-- Start --

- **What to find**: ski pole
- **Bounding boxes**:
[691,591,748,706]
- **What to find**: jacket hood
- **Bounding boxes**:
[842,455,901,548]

-- End --

TO DO: Locate each line of the records above that contains the word "What" and copy it. Case counts.

RESPONSE BELOW:
- **What to find**: ski pole
- **What to find**: jacket hood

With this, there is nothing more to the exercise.